- PROBLEM DESCRIPTION -
Could you copy the lines below exactly, leaving none out?

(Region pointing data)

►

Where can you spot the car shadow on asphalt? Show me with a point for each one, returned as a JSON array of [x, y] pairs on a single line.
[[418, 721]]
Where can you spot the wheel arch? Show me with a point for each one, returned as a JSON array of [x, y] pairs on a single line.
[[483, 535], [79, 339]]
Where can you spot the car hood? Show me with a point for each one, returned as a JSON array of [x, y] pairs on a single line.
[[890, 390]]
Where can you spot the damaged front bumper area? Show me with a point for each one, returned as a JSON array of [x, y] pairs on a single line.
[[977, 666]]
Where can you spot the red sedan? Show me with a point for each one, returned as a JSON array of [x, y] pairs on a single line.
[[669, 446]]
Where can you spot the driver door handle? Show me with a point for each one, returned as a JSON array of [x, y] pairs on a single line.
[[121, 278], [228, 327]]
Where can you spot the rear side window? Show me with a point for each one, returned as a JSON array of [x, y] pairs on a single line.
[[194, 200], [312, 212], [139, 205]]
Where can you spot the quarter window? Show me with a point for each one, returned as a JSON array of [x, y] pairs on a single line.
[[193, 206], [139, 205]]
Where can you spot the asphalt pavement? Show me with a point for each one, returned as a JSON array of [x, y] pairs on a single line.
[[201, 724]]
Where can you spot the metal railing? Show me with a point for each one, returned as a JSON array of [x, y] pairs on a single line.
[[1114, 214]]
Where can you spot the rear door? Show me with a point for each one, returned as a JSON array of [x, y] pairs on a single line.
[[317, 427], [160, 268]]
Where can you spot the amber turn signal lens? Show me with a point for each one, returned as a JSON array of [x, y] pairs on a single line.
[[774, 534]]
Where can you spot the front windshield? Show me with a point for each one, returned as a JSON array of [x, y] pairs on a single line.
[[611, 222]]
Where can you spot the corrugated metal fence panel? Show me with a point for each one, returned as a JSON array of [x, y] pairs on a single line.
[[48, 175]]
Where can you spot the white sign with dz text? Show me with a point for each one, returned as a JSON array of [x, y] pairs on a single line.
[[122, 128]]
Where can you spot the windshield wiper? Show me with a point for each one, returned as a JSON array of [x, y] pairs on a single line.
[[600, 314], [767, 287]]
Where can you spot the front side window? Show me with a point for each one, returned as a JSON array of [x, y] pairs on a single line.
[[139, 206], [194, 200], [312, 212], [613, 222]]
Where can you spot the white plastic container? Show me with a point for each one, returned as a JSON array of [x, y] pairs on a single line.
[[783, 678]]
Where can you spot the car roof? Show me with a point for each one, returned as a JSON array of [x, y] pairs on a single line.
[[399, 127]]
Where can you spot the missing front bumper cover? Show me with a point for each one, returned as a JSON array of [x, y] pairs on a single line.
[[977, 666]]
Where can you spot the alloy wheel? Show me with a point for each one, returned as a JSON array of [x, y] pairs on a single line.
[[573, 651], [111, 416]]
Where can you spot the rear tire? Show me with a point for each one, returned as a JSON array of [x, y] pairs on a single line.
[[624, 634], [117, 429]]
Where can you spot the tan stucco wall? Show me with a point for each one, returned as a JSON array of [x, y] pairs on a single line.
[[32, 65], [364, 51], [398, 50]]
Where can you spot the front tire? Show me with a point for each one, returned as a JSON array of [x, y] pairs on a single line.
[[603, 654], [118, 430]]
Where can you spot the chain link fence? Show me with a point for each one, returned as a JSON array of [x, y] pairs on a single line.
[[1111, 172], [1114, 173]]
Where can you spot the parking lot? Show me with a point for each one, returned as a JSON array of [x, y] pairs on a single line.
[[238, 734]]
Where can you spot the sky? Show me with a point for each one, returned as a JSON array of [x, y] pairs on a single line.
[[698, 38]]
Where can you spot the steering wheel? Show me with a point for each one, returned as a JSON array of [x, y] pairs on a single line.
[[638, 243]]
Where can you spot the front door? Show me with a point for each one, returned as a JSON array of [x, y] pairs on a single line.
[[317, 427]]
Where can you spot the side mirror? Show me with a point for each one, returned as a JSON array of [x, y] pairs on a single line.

◄

- OUTPUT -
Where can you spot the car shadow on asphalt? Show me with a point for each one, returned as a JSON array of [x, y] pairs on a single line.
[[418, 721]]
Where can you spot the wheel arch? Show me with a point for each one, returned as a JSON array of [x, y] pairs on a single line.
[[483, 535], [79, 339]]
Where can you spot the car hood? Show me with a point for each one, returned as a JSON array of [x, y] pairs on a single line.
[[890, 390]]
Where can you spot the damaged front bumper area? Show me with a point for each one, returned as a JSON array of [x, y] pairs on a single line.
[[977, 666]]
Where can you spot the red sedan? Show me with a point for each one, returned as a JSON array of [x, y] pairs on a single line.
[[669, 446]]
Where can you spot the driver door handle? Show me with a point for each one, returned as a JSON array of [x, y] pairs on a single line.
[[121, 278], [228, 327]]
Where can you spot the rear side window? Show me with a point for each one, returned as a JSON array of [x, y] pairs on a single line.
[[194, 200], [312, 212], [139, 205]]
Where can you spot the quarter window? Show me with a point for each one, returned as a JSON array of [x, y] pairs on a single line.
[[193, 206], [139, 205]]
Where can you spot the asphalt pavement? Show me with a point for each one, returned as a JSON array of [x, y] pairs on a single line.
[[201, 724]]
Where can you spot the metal railing? Show me with a point for each one, returned as a JSON array of [x, y] pairs on a single line.
[[1114, 214]]
Where can you spot the rear door? Show me with a point for each one, returned as a JSON array of [x, y] pairs on a single line.
[[317, 427], [160, 268]]
Where can you spot the amber turn signal lens? Show me with a point for each one, returned as a JSON array of [x, y] pairs on a single line.
[[774, 534]]
Where can you spot the front windshield? Show me with a point for each one, returned as a JSON array of [x, y] pairs on a single line.
[[611, 222]]
Where can you spot the corrugated metal fence panel? Show me with a point for each one, returned as a JSON array of [x, y] pairs on a single line.
[[48, 175]]
Where can you spot the white sign with dz text? Show me with a point for each one, returned as a JSON array of [x, y] pairs on a single line.
[[122, 128]]
Where can you spot the windshield wiper? Show me with a point for each one, returned as a JSON array of [x, y] pairs on a single line.
[[600, 314], [767, 287]]
Where can you spot the front side window? Show me with a point for each one, returned as a JSON array of [x, y] pairs on a single line.
[[139, 206], [194, 200], [312, 212], [613, 222]]
Where can you spot the white plastic container? Show me with a point for each one, returned as a JSON array of [x, y] pairs on a single line.
[[783, 678]]
Where can you spot the car roof? Show me with a point for each one, returned as a JSON array of [x, y] pairs on a single line.
[[399, 127]]
Where can you spot the missing front bumper cover? Show me with a point for each one, returned as a JSON array of [x, y] pairs on a single line.
[[977, 666]]
Where can you spot the alloy wheel? Show me with a point for each one, returned as a JSON array of [x, y] pairs on a single line.
[[573, 651], [111, 416]]
Where can you spot the rear tire? Show me with a point for each one, returned as a JSON array of [x, y] pairs on a single line.
[[624, 634], [117, 429]]
Where can you spot the tan stucco wall? Show me with a point for each one, returned as a JSON array of [x, y] pairs on a single line.
[[32, 65], [364, 51], [398, 50]]
Where can you spot the front tire? Show me with a point for each one, returned as a JSON array of [x, y] pairs on a single line.
[[603, 654], [118, 430]]
Where can you spot the chain link fence? Show me with a point for each one, returned as a JSON array of [x, y] pairs on a single line.
[[1111, 172], [1114, 173]]
Where can you spot the parking lot? Show me with a point for each one, returned as a JSON array of [x, y] pairs on a single line.
[[238, 734]]
Where can you spot the sky? Show me with a point for each one, returned as a JSON array of [x, y] pairs on a single line.
[[698, 38]]
Where can you spot the steering wheel? Show me with a point for each one, returned as a JSON array of [x, y] pairs on a single line.
[[638, 243]]
Where can you spot the front door? Show me with a point for each one, returned as a JSON array of [x, y] pairs on a single line.
[[317, 427]]
Where can you spot the side mirror? Show me with a point for each one, returned as a JSON array of [x, y] pairs on a single line.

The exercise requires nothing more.